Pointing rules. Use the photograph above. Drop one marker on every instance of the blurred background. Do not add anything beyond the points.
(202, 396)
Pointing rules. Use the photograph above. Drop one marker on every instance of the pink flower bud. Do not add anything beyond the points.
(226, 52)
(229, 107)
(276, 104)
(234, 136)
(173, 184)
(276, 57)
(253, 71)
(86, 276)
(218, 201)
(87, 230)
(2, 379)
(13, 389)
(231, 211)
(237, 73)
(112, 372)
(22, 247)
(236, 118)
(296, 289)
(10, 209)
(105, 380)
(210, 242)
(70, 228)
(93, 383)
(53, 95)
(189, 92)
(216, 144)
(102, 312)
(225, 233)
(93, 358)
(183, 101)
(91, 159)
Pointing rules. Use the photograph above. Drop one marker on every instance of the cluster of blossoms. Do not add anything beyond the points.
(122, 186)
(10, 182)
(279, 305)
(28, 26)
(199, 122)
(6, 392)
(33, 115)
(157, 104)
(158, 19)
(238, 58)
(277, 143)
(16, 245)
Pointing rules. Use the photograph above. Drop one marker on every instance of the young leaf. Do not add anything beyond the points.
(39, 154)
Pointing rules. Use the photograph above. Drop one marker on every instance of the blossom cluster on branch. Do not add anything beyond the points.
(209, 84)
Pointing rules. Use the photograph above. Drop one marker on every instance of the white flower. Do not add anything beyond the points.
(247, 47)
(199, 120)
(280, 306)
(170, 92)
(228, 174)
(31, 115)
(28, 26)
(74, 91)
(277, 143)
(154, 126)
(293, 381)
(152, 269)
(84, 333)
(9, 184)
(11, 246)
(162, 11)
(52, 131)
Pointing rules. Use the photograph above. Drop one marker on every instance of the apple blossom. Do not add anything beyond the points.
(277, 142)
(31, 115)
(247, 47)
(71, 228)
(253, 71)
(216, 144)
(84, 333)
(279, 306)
□ □ □ □ □
### Aim of the exercise
In the records above, find the line containing "blossom. Do not add anything beyond the points."; please retype it and every line after it through the last line, exactly and with nothing else.

### Written answer
Pointing rules. Use the photograph above. Drop one marker on every instance of the apple blossom. Do not add anything beyond the points.
(277, 142)
(31, 115)
(247, 47)
(71, 228)
(253, 71)
(216, 144)
(84, 333)
(279, 306)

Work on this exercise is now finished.